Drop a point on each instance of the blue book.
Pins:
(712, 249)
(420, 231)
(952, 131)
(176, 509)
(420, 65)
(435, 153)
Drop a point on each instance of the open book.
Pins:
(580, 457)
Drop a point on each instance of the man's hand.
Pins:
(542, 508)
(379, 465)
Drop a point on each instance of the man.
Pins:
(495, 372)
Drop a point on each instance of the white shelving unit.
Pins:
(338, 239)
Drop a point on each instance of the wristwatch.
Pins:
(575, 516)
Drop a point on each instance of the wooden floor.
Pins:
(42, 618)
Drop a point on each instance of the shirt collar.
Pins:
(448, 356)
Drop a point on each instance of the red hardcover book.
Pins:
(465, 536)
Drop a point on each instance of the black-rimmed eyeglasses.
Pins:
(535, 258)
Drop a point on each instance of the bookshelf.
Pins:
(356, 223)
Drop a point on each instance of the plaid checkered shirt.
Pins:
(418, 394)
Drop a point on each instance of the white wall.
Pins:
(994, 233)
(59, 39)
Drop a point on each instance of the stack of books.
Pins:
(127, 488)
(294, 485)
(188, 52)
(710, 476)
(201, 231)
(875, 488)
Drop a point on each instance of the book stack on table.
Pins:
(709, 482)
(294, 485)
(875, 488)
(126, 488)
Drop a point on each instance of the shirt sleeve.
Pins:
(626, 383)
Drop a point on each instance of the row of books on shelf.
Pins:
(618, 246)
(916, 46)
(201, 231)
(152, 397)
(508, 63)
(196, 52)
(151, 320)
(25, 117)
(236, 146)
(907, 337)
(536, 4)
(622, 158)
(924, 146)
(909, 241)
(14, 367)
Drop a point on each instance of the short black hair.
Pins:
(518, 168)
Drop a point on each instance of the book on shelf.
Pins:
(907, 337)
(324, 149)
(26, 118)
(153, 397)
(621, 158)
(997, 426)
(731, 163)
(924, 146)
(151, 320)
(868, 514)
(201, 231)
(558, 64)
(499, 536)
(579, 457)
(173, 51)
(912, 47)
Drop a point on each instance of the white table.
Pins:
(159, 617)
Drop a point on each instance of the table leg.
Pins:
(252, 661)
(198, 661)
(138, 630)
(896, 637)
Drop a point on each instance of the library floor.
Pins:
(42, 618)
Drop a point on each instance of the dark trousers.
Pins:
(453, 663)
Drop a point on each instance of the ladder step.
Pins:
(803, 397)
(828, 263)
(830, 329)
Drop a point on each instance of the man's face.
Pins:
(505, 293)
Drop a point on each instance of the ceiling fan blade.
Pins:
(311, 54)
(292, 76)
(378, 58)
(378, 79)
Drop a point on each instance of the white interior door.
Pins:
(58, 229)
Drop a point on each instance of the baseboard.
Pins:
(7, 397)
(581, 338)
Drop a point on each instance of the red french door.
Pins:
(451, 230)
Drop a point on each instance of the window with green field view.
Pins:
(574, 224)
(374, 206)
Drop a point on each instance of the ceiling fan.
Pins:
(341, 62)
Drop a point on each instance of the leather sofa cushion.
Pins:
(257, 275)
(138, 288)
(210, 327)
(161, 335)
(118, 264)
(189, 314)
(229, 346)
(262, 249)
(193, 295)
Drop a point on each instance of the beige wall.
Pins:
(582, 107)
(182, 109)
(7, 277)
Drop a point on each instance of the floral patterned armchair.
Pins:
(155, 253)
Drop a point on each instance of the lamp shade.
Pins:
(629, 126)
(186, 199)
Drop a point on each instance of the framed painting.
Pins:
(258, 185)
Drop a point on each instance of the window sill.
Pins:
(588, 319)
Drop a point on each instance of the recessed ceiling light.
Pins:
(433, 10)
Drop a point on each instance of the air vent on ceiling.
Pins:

→ **WORK INSTRUCTION**
Would you transcribe the data above exactly as it stands?

→ **ANSWER AREA**
Drop a point on each instance of the blue book.
Pins:
(712, 249)
(420, 231)
(952, 131)
(176, 509)
(420, 65)
(435, 153)
Drop a point on each instance of the open book.
Pins:
(580, 457)
Drop a point on each instance of the man's hand.
Pins:
(542, 508)
(379, 465)
Drop a point on each instance of the man.
Pins:
(495, 372)
Drop a point on each instance of the white shelving unit.
Pins:
(338, 239)
Drop a point on each instance of the wristwatch.
Pins:
(575, 516)
Drop a point on each instance of the wooden floor.
Pins:
(42, 618)
Drop a point on each instance of the shirt collar.
Pins:
(448, 356)
Drop a point on each instance of the red hardcover book.
Pins:
(465, 536)
Drop a point on each instance of the black-rimmed eyeglasses.
Pins:
(535, 258)
Drop a point on each instance of the bookshelf.
Pins:
(356, 223)
Drop a point on each instance of the plaid checkered shirt.
Pins:
(418, 394)
Drop a point on each instance of the white wall.
Pins:
(994, 233)
(59, 39)
Drop a point on each instance of the stack of books.
Pins:
(127, 488)
(294, 485)
(188, 52)
(710, 476)
(201, 231)
(875, 488)
Drop a point on each instance of the book stack on table.
Pins:
(709, 482)
(294, 485)
(875, 488)
(126, 488)
Drop a point on each instance of the shirt sleeve.
Pins:
(626, 383)
Drop a point on each instance of the row of books on shelf.
Pins:
(618, 246)
(916, 46)
(201, 231)
(152, 397)
(508, 63)
(196, 52)
(151, 320)
(25, 117)
(236, 146)
(907, 337)
(536, 4)
(622, 158)
(924, 146)
(909, 241)
(14, 367)
Drop a point on each instance of the short black hair.
Pins:
(518, 168)
Drop a point on each instance of the book on shelf.
Pins:
(907, 337)
(324, 149)
(26, 118)
(153, 397)
(621, 158)
(997, 426)
(731, 163)
(924, 146)
(151, 320)
(868, 514)
(201, 231)
(558, 64)
(499, 536)
(579, 457)
(173, 51)
(912, 47)
Drop a point on each instance of the white table.
Pins:
(159, 617)
Drop a point on each instance of the table leg.
Pins:
(252, 661)
(198, 661)
(138, 630)
(896, 637)
Drop a point on each instance of the library floor.
Pins:
(42, 618)
Drop a point on each instance of the dark trousers.
Pins:
(453, 663)
Drop a point on each instance of the ladder step.
Pins:
(803, 397)
(828, 263)
(830, 329)
Drop a point on each instance of the man's face.
Pins:
(505, 293)
Drop a point on each instance of the ceiling fan blade.
Pins:
(311, 54)
(292, 76)
(378, 58)
(378, 79)
Drop a point on each instance of the white interior door.
Pins:
(58, 229)
Drop a point on each instance of the baseboard.
Pins:
(7, 397)
(581, 338)
Drop a point on each instance of the red french door.
Pins:
(451, 230)
Drop a point on each instance of the window with green field view.
Pins:
(574, 224)
(374, 206)
Drop a point on each instance of the ceiling fan.
Pins:
(341, 62)
Drop a point on each instance of the leather sofa cushion.
Pins:
(257, 275)
(138, 288)
(210, 327)
(161, 335)
(118, 264)
(189, 314)
(229, 346)
(262, 249)
(193, 295)
Drop a point on each instance of the beige wall.
Pins:
(582, 107)
(182, 109)
(7, 277)
Drop a point on each instance of the floral patterned armchair.
Pins:
(155, 253)
Drop a point on each instance of the lamp shade.
Pins:
(629, 126)
(186, 199)
Drop a point on each instance of the framed painting.
Pins:
(258, 185)
Drop a point on each instance of the window sill.
Pins:
(588, 319)
Drop a point on each instance of the recessed ceiling light.
Pins:
(433, 10)
Drop a point on each instance of the air vent on ceiling.
Pins:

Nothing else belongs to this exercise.